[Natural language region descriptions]
*** Begin section ***

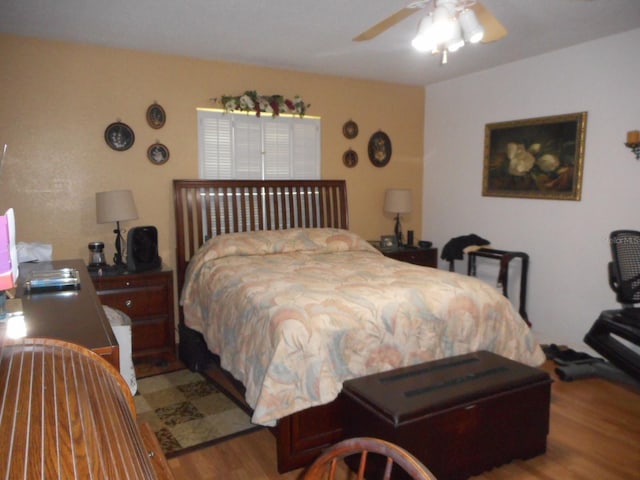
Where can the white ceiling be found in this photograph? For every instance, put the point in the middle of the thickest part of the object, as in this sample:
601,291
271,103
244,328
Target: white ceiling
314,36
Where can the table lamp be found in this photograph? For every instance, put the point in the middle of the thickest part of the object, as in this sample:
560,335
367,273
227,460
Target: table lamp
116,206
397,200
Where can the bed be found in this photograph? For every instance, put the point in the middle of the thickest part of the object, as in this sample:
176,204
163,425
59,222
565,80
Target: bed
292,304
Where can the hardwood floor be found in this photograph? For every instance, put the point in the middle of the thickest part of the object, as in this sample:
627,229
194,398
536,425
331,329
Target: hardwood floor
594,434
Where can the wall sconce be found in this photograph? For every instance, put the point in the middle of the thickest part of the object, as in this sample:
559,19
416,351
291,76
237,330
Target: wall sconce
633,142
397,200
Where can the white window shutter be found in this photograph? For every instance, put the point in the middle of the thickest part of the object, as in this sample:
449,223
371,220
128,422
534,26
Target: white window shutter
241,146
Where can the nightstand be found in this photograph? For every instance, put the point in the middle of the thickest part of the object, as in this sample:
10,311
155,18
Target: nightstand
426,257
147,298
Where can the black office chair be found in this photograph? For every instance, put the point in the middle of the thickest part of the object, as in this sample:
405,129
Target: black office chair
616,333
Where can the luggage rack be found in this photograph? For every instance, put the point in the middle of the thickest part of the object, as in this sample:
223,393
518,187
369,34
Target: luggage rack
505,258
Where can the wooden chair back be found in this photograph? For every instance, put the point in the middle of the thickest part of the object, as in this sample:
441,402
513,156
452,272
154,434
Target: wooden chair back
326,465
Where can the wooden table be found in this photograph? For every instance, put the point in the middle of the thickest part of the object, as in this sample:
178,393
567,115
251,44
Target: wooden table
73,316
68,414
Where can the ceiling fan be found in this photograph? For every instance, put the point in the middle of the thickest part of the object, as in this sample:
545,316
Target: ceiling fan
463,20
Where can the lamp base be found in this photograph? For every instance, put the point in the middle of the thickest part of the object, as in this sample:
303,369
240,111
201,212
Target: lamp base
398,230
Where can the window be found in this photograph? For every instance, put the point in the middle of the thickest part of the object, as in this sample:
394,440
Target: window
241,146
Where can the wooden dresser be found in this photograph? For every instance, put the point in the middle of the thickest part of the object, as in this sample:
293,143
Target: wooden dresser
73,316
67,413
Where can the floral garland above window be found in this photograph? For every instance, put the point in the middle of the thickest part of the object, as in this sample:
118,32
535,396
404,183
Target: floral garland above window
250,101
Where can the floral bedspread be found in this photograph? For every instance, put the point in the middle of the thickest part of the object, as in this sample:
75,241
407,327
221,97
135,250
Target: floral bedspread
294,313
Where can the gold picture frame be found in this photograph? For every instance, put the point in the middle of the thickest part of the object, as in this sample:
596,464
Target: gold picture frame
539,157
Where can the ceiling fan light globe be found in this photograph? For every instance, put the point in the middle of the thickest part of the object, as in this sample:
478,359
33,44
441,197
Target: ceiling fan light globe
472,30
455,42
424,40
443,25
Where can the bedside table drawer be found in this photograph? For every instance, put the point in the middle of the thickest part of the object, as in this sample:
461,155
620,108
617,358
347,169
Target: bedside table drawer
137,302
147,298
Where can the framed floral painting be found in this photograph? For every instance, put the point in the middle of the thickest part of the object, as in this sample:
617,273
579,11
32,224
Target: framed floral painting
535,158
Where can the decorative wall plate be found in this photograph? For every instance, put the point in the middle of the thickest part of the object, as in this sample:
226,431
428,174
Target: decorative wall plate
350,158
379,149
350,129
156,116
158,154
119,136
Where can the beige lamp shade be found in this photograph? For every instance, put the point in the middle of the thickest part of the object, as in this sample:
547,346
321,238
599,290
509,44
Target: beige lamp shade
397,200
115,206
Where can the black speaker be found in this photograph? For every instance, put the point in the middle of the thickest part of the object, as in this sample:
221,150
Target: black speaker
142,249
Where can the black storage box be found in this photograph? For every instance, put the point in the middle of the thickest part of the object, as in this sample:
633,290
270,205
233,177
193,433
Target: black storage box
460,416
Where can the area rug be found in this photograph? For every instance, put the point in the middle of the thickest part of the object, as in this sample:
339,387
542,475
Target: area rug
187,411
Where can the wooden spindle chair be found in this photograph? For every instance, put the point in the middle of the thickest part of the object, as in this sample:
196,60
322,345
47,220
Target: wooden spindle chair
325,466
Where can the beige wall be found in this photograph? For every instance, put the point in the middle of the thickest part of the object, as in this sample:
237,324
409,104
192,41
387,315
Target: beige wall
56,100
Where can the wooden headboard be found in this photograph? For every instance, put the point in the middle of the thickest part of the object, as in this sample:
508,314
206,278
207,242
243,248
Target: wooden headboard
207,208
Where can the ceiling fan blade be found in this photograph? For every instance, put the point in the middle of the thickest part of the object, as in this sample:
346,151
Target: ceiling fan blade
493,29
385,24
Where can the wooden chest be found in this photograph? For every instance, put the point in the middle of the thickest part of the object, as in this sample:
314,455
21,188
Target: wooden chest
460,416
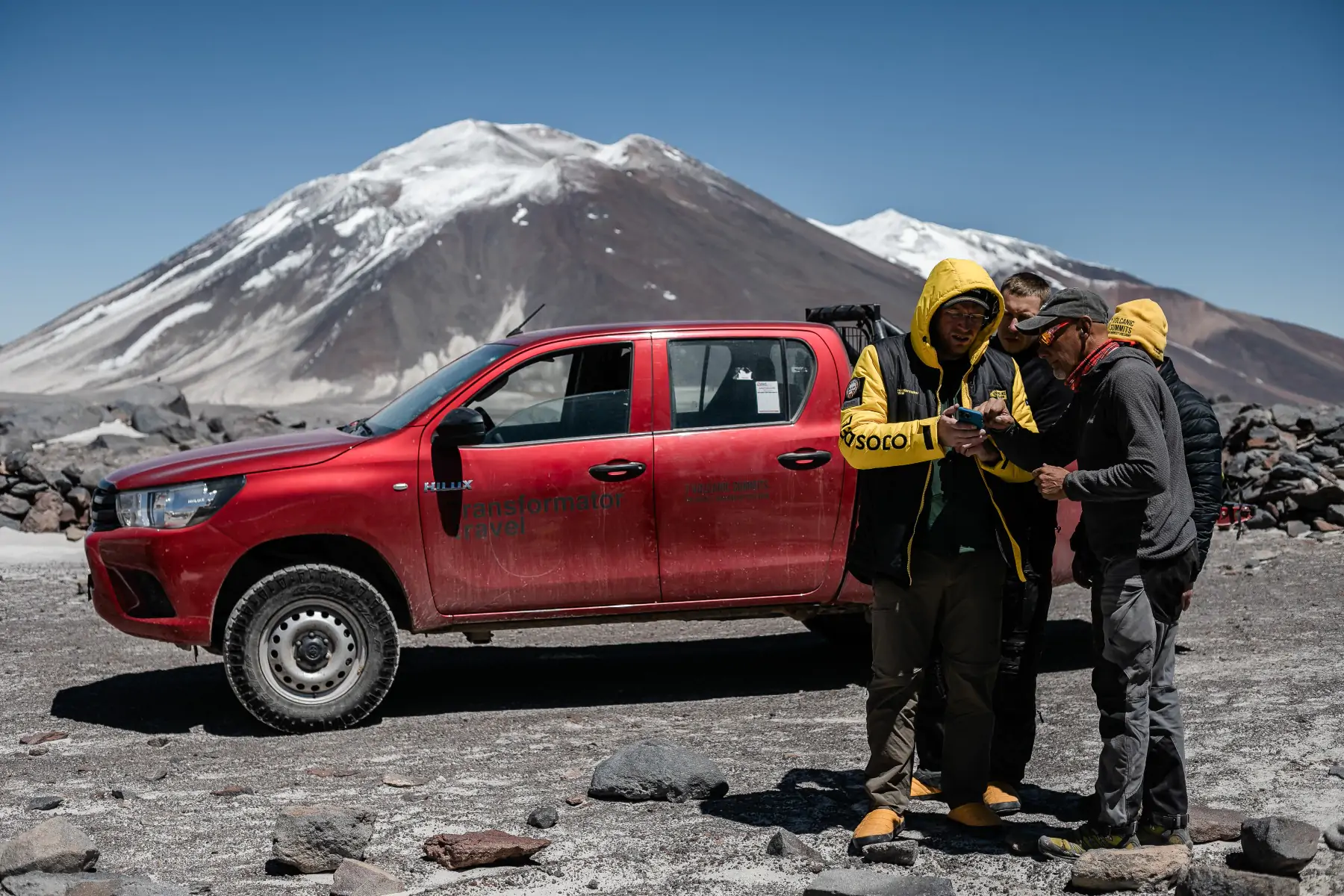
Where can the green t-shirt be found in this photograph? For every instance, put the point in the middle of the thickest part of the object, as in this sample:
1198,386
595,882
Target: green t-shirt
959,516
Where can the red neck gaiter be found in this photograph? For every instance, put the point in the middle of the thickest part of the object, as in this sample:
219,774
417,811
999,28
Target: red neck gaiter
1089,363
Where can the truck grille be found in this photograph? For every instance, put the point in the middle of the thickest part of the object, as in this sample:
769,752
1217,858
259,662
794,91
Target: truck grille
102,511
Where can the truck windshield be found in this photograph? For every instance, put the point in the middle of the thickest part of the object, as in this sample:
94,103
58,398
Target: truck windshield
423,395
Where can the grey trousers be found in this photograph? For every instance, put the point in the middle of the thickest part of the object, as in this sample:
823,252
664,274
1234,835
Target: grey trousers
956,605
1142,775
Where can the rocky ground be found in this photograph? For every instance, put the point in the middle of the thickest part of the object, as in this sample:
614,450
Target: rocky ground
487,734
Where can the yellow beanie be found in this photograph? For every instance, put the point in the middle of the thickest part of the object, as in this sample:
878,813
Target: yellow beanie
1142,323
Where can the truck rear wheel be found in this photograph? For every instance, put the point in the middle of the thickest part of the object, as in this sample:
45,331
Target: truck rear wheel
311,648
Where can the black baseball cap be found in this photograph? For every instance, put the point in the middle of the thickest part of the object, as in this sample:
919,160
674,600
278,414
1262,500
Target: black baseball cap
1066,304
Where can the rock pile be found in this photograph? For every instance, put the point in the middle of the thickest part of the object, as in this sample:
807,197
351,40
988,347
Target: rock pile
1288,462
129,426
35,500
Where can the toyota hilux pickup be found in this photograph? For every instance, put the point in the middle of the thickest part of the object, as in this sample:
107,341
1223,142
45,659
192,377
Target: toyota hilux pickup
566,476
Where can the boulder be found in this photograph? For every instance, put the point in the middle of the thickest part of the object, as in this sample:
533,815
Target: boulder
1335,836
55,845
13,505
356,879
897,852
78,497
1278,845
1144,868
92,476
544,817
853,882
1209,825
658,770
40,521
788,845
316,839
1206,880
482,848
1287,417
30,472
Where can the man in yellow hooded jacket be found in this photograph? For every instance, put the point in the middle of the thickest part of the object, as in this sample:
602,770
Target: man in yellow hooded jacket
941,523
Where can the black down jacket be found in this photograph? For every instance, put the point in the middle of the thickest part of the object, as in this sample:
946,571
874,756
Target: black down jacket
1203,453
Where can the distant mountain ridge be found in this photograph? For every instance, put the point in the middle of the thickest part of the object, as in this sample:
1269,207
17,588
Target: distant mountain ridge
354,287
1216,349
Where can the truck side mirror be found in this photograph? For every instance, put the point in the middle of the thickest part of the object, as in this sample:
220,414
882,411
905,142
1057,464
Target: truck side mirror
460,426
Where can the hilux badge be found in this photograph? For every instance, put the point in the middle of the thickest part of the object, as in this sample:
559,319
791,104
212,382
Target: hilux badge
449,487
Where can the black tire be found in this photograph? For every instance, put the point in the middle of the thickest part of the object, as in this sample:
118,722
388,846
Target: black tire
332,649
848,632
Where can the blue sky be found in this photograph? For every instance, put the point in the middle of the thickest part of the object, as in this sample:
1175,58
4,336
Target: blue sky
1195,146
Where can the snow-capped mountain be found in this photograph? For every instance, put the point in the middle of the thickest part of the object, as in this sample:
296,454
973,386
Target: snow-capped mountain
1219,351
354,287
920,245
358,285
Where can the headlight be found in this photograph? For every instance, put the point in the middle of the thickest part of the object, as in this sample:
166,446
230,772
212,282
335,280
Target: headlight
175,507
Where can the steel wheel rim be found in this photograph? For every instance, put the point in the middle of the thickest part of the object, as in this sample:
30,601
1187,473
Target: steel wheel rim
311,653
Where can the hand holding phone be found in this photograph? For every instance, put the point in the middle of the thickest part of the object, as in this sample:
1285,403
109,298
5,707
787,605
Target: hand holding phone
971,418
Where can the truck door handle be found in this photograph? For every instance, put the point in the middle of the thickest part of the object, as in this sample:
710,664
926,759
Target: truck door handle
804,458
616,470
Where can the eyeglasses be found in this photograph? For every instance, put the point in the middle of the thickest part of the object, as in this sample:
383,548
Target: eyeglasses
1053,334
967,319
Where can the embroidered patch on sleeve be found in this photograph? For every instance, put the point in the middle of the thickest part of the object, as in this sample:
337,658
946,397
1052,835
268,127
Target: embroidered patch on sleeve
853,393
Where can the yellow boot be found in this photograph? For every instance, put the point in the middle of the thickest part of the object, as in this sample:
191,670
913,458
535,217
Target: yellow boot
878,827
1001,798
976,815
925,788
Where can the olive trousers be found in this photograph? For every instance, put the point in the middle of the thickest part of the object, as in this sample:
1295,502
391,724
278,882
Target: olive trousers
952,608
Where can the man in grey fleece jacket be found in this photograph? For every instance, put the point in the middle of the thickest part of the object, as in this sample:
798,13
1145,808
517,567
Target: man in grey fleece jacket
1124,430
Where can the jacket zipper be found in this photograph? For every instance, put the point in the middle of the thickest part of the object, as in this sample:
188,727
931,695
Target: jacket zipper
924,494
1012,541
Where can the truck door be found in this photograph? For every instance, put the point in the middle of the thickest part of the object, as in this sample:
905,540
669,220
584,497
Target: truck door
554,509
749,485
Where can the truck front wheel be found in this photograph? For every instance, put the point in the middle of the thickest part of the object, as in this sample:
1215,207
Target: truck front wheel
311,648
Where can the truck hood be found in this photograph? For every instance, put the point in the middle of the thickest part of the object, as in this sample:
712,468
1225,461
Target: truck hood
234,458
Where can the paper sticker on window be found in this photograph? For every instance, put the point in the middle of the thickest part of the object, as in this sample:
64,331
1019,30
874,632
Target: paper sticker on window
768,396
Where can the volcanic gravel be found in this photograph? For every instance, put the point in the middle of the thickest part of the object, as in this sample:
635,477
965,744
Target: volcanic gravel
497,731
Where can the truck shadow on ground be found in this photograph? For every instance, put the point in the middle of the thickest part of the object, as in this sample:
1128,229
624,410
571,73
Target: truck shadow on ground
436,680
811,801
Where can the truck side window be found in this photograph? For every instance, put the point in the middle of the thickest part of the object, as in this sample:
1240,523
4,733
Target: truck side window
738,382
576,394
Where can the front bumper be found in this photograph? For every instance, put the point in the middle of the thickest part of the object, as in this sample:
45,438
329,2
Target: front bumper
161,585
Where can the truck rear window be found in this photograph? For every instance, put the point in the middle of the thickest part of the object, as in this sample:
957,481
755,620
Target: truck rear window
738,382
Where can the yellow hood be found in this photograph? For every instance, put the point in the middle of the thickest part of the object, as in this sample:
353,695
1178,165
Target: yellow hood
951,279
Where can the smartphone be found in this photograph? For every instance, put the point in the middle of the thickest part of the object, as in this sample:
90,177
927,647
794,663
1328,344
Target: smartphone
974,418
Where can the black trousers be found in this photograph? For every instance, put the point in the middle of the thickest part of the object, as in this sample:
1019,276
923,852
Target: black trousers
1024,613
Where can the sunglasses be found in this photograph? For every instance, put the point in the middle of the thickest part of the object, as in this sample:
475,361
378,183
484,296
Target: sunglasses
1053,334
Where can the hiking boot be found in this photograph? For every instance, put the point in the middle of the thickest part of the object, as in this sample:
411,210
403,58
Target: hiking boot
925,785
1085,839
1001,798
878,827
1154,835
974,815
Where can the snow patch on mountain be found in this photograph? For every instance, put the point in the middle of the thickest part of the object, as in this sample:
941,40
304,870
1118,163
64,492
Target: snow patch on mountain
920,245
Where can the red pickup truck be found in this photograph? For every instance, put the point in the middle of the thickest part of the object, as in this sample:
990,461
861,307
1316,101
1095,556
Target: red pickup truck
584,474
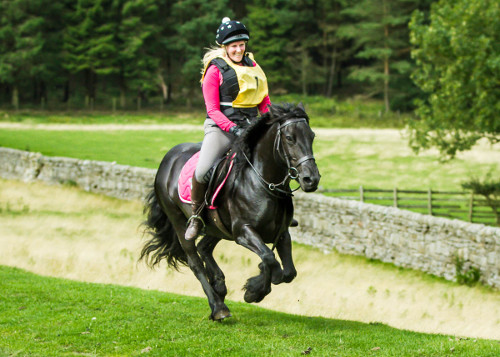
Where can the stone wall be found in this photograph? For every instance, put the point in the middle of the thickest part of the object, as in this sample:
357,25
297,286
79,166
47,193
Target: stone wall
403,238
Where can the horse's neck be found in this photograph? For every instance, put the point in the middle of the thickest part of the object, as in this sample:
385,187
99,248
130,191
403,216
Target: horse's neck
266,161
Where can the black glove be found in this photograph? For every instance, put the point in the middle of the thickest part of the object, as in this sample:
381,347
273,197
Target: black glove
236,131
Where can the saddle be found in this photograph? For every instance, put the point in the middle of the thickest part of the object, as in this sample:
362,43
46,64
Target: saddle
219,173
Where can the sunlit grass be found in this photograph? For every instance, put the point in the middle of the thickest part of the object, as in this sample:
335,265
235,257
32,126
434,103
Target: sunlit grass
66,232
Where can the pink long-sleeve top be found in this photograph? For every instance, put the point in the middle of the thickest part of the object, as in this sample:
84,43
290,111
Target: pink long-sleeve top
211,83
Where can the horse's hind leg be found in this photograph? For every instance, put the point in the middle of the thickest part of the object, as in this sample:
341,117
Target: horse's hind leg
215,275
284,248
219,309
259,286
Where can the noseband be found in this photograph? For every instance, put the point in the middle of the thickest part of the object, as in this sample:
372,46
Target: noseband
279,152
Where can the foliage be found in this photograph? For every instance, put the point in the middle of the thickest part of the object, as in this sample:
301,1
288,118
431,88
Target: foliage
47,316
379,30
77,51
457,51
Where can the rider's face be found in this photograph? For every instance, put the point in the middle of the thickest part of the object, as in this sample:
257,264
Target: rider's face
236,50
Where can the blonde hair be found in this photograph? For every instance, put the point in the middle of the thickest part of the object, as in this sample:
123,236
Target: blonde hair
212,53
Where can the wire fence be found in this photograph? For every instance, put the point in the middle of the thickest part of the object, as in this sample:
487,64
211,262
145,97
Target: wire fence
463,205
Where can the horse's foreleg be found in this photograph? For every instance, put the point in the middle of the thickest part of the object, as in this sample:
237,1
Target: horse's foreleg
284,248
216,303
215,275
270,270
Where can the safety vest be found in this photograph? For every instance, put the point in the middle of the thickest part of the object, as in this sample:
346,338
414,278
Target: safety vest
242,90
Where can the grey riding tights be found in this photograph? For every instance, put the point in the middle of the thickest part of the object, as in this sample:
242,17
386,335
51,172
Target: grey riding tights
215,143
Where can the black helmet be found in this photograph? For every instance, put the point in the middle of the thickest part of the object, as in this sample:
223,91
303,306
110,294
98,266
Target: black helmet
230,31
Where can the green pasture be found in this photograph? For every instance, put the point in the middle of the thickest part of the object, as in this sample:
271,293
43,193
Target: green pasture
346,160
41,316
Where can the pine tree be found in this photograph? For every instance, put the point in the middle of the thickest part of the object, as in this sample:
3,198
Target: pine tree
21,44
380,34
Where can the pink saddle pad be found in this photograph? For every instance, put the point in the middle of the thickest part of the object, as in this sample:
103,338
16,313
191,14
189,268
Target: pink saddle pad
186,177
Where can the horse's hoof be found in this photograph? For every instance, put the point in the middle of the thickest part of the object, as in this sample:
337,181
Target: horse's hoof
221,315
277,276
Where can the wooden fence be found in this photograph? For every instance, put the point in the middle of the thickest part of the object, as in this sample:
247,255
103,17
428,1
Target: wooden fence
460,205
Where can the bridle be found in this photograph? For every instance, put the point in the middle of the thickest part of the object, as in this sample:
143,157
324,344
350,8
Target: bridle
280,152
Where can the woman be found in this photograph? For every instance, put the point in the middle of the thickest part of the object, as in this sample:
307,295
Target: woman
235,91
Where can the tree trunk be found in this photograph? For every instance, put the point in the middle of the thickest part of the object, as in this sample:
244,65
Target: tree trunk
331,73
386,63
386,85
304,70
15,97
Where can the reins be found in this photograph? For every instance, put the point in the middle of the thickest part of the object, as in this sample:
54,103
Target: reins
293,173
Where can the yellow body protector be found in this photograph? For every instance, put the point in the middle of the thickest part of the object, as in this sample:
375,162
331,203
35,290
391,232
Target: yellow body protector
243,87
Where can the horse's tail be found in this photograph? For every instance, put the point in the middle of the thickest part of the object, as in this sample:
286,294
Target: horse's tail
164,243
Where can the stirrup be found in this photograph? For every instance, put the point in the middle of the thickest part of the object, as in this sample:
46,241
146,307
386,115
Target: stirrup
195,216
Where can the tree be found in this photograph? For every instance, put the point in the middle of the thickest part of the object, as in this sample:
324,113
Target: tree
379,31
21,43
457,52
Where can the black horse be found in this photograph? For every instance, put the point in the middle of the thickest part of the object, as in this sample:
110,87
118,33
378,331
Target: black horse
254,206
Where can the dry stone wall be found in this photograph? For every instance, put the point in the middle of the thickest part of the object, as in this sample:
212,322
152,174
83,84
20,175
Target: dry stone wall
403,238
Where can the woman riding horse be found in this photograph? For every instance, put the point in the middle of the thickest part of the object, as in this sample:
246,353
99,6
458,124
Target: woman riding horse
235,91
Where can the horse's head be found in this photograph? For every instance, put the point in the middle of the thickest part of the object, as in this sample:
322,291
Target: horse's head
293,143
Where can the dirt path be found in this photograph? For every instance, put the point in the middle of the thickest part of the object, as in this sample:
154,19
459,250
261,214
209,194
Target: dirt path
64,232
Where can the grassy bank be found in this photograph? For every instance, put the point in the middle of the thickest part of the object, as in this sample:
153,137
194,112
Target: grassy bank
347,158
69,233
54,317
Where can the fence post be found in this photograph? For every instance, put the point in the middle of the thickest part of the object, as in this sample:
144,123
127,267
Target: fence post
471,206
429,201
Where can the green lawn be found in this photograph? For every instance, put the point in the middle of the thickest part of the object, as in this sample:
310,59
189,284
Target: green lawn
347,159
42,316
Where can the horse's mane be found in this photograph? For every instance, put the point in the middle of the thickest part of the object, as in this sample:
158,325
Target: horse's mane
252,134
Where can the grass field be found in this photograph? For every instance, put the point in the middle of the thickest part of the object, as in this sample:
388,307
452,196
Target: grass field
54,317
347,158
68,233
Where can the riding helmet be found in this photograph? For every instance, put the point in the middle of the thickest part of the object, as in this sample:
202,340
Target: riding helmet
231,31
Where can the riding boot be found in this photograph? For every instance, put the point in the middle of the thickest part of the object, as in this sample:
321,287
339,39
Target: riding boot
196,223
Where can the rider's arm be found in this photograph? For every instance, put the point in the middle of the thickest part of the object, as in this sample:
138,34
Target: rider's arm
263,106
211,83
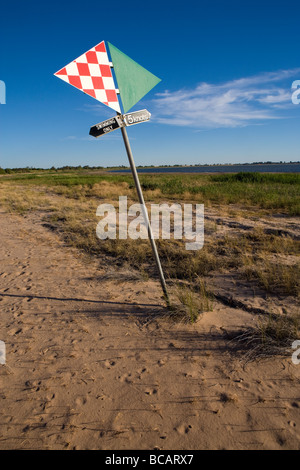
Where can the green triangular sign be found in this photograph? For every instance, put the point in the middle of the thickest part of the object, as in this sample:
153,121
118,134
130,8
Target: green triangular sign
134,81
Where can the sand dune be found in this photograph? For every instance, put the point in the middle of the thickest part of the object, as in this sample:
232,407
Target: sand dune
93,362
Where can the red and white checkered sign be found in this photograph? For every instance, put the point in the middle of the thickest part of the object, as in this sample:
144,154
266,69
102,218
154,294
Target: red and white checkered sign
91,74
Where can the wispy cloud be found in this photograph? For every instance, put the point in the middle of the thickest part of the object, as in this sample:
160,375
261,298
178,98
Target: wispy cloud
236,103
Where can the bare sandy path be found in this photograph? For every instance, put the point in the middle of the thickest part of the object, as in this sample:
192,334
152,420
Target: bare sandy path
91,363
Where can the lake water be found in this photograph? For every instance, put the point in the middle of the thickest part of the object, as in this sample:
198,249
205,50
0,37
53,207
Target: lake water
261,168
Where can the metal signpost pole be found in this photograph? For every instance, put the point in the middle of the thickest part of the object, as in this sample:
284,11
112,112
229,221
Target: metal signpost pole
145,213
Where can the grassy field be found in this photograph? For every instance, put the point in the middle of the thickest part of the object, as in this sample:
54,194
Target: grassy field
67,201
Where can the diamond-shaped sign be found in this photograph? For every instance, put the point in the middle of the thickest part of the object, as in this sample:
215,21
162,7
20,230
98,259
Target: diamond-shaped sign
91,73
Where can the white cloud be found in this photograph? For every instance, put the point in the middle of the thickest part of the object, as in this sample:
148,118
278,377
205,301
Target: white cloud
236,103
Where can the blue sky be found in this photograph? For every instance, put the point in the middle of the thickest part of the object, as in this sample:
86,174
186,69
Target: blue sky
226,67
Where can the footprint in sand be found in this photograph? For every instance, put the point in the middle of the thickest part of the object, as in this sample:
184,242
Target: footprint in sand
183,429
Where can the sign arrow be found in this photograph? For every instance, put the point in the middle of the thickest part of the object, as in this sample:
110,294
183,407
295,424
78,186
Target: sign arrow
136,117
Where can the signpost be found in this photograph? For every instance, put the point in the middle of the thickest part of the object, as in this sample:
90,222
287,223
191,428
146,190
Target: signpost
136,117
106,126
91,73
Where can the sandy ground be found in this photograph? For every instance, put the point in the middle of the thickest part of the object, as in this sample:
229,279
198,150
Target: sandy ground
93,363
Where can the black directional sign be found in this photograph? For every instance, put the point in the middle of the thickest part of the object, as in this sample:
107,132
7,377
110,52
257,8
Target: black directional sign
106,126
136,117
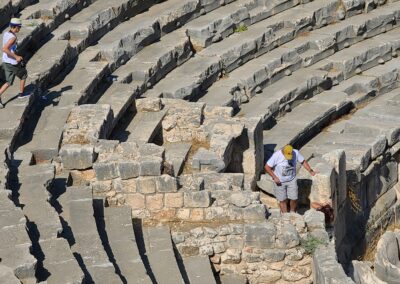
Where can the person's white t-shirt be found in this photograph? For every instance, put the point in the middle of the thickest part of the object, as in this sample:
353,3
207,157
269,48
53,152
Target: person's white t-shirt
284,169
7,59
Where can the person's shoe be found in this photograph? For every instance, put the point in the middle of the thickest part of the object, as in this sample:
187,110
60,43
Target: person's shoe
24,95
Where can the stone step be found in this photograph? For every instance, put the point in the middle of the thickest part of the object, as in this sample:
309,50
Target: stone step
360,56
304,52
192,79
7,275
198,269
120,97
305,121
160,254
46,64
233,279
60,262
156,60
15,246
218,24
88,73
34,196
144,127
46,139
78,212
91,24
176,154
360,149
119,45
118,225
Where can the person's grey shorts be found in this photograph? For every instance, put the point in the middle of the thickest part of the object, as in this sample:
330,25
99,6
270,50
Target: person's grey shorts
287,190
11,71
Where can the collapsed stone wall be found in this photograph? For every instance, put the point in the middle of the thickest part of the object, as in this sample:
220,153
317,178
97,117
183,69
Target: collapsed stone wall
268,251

*** End section ***

**Task brief:**
Only the lines from the start of the records above through the line containing "Where can the luggage" should be returned, exactly and with both ends, please; the pictures stay out.

**Solution for this task:**
Where can the white ceiling be found in this photograph? For every instance, put the point in the middle of the thickest part of the object, as in this sample:
601,291
271,103
244,328
Target: white ceiling
314,36
Where can the table lamp be found in this photograph? For every instance, put the point in the middle of the thickest part of the object, as in this sample:
560,335
367,273
227,460
Target: table lamp
116,206
397,200
Where can the bed be found in this photograph? For every instance, put the point in the middle of the thickest part of the object, as in this sample:
176,204
163,425
59,222
565,80
Target: bed
292,304
Where can the hardwood floor be found in this photograph? For every instance, put the point in the middle of the thickest part of the object, as in this sample:
627,229
194,398
536,425
331,329
Target: hardwood floor
594,434
Where can the wall sconce be found in this photograph? For every instance, put the point in the middle of the thickest part of the object, as in this sample:
559,19
416,351
291,76
237,330
Target: wall sconce
633,142
397,200
Where can the white window shutter be found in this photograph? For every instance, put the point in the middle of the thickest part of the object, as in this sample:
449,223
371,220
128,422
534,26
Target: white window shutter
241,146
Where can the nightstand be found in this photograph? For every instance, put the point in the middle of the thickest part of the object, as in this sample:
10,311
155,18
Target: nightstand
426,257
147,298
Where can the black office chair be found in this photograph? For every instance, put the point in the middle of the thickest part of the object, as in this sample:
405,129
Target: black office chair
616,333
Where can the luggage rack be found in this photograph? For every instance, put the point in the middle of the thickest part of the object, as in this sample:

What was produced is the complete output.